--- start of TEXT PROVIDED ---
It's an awkward moment to post this newsletter: the Interactive Fiction competition is set to end at midnight, and the Procedural Generation Jam two hours after that. But then, once they're both done I'm going to need some time looking at the entries, so maybe it's better to leave them for next week.

For now, other news. After Prince of Persia, another gaming classic has its source code recovered and made public. Atari's Star Raiders is now on the Internet Archive, in the form of a book full of 6502 assembly code. A few volunteers have started moving it to GitHub, but from here to being able to rebuild the game is a long way. Still, it's one more bit of gaming history preserved for future generations.

Moving on. Nowadays it seems hard to believe, but there was a time when PCs didn't come with built-in sound cards. Well, there's a book out recounting how it all started, and it turns out the Sound Blaster won via business trickery, not technical excellence. Where did we hear that before? Oh yeah, it's how Microsoft ended up utterly dominating the operating system market for decades. Still think capitalism has your best interests in mind?
--- end of TEXT PROVIDED ---
--- start of DATA EXCERPTS ---
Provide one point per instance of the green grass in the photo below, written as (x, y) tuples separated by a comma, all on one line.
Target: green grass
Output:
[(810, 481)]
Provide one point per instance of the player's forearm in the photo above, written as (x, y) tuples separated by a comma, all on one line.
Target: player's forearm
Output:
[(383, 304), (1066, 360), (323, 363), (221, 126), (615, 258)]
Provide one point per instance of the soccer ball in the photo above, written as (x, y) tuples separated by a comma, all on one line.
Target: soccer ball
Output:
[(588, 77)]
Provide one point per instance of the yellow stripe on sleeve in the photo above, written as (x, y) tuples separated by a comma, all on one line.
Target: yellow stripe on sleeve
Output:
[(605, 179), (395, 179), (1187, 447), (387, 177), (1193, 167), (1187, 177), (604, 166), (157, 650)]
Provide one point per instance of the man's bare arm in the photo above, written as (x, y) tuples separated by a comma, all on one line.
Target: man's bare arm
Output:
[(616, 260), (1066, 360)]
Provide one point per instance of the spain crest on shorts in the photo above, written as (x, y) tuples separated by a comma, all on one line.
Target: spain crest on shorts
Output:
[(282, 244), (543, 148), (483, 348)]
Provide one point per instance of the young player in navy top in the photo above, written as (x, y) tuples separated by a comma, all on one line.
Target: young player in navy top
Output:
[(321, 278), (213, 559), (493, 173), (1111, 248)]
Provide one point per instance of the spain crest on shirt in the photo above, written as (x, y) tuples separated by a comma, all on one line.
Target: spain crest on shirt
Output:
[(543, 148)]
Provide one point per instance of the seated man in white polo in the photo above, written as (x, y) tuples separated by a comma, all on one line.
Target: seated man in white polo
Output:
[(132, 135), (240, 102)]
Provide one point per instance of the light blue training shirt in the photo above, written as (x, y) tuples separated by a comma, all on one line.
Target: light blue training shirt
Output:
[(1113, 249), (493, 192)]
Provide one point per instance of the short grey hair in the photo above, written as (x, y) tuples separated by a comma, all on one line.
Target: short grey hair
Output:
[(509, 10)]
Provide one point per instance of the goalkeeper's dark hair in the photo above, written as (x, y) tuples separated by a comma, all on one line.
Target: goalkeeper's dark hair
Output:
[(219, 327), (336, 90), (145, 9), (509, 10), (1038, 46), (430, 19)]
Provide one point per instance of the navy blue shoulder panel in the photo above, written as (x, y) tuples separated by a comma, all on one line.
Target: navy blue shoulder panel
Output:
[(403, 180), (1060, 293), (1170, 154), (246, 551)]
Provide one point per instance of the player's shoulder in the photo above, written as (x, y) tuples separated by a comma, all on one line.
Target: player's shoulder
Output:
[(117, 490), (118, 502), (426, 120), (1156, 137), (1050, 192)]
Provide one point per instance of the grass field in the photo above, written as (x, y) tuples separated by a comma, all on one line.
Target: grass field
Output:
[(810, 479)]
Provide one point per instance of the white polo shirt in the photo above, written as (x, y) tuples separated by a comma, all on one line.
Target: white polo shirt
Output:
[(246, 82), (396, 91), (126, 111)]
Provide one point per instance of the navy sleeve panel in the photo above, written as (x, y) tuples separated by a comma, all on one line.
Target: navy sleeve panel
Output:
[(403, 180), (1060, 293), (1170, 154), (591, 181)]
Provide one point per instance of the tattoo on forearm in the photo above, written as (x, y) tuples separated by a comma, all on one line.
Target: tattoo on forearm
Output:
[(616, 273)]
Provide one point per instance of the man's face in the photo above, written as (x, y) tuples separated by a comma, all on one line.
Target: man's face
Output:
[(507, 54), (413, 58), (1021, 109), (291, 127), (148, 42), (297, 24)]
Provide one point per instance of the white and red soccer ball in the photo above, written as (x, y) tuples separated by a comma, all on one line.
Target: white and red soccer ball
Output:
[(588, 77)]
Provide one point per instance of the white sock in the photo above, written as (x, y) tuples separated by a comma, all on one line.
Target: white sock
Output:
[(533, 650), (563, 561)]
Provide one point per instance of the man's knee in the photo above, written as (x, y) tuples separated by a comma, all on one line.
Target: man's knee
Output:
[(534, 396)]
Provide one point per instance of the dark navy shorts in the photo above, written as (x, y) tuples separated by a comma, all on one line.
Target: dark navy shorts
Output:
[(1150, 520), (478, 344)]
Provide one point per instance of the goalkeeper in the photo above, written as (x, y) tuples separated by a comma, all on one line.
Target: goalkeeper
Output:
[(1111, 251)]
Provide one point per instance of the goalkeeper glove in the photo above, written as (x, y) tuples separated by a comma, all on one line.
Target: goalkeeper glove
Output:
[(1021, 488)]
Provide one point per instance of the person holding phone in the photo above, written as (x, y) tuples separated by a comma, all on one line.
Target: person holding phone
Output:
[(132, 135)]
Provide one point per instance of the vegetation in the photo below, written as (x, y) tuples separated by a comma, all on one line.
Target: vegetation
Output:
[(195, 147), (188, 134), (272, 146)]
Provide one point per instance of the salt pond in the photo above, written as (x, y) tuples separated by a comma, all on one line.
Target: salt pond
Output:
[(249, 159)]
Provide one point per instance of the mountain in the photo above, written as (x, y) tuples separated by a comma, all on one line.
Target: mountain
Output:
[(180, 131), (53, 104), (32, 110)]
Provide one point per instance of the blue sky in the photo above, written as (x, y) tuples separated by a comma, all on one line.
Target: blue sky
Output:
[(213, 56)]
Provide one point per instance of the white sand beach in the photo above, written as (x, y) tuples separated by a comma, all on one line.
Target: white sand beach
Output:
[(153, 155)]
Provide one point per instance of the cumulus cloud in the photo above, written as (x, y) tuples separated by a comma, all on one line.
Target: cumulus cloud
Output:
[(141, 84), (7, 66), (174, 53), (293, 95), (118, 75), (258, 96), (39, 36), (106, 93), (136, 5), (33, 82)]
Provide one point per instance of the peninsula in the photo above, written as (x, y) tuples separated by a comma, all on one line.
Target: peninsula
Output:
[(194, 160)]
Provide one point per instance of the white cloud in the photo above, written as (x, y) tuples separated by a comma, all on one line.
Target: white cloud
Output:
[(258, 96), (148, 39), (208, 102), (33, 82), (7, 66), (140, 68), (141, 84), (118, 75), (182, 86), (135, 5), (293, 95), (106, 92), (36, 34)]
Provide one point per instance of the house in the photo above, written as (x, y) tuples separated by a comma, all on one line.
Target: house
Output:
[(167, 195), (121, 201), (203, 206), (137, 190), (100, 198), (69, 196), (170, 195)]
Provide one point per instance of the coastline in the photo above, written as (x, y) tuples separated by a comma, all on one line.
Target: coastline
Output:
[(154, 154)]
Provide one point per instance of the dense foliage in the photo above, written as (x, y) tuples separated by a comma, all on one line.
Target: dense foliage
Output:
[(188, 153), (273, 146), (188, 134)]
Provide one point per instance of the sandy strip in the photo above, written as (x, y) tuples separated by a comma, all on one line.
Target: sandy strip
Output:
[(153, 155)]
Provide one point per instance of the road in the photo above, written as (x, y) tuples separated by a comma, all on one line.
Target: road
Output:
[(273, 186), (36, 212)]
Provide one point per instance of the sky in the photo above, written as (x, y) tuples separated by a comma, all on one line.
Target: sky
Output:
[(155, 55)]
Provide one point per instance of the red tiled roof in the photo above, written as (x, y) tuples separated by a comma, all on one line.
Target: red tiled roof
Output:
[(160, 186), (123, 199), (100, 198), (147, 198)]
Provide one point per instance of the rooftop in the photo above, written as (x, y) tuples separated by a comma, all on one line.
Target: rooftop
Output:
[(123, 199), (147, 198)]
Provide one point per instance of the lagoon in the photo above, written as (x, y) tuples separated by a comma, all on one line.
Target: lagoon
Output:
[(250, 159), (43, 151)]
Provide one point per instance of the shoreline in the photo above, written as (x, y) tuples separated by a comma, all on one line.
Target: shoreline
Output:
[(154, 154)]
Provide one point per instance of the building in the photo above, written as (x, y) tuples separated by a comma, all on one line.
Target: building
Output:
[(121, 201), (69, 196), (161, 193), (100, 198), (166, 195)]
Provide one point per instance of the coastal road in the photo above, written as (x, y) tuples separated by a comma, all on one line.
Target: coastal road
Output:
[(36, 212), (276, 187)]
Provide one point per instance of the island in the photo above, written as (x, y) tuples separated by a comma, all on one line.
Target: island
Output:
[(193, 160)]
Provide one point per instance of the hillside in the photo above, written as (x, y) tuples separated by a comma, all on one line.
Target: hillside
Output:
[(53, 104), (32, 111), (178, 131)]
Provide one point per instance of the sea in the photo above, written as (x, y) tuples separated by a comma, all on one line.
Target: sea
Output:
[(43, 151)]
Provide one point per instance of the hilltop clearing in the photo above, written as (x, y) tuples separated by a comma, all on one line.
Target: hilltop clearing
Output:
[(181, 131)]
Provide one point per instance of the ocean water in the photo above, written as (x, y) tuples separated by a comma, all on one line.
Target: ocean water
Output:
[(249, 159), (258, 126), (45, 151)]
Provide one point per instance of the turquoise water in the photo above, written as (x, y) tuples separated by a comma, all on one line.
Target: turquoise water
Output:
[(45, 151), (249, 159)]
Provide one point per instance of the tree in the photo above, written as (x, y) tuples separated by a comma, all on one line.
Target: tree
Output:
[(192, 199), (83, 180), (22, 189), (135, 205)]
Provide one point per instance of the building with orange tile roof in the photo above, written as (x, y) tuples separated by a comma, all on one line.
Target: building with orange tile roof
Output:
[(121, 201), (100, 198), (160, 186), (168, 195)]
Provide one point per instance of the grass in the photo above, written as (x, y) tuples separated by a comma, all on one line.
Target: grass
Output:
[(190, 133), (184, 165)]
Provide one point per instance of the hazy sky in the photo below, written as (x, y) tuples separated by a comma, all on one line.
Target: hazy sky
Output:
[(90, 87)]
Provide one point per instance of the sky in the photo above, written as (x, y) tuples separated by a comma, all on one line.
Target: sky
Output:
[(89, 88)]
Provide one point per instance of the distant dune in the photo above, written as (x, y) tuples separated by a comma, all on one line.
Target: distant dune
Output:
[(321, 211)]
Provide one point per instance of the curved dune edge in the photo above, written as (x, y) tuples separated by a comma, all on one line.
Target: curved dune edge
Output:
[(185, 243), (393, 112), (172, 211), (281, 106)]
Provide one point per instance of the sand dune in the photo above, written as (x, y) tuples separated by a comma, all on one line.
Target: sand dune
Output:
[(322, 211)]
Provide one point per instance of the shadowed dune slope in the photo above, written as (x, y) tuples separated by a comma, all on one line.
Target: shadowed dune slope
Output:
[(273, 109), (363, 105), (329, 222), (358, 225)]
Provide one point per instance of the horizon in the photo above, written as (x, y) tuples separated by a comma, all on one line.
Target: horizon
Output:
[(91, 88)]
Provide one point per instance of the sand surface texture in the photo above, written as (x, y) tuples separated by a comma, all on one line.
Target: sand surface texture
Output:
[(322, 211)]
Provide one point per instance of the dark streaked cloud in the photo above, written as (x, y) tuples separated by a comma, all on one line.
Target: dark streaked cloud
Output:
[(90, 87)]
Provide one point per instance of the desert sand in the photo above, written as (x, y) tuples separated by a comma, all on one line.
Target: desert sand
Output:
--- end of DATA EXCERPTS ---
**REQUIRED TASK 1**:
Answer these questions from the newsletter:
(a) Which event is set to end two hours after the Interactive Fiction competition?
(b) What form does the Star Raiders source code take on the Internet Archive?
(c) According to the book on early PC sound, how did the Sound Blaster win?
**REQUIRED TASK 2**: Write the next part of the gaming newsletter, picking up after its last sentence.
You won't need the records for this.

**TASK OUTPUT 1**:
(a) The Procedural Generation Jam.
(b) A book full of 6502 assembly code.
(c) Through business trickery, not technical excellence.

**TASK OUTPUT 2**:
Last but not least, I rant often enough against the dangers of always chasing the latest fad in computer graphics, so it warms my heart to see that artists from outside the digital realm understand the issue better than people who spent decades immersed in it. As the article points out,

The odd thing about games as opposed to more traditional mediums such as painting is how entire aesthetics are often considered obsolete as technology progresses. Imagine if cubism or impressionism were simply tossed aside with the invention of digital painting.

Oh, there is the occasional exception to that, such as pixel art, but we need many more such exceptions. And while my own experiment with low-poly art didn't go anywhere, the potential is obvious. So consider it, maybe?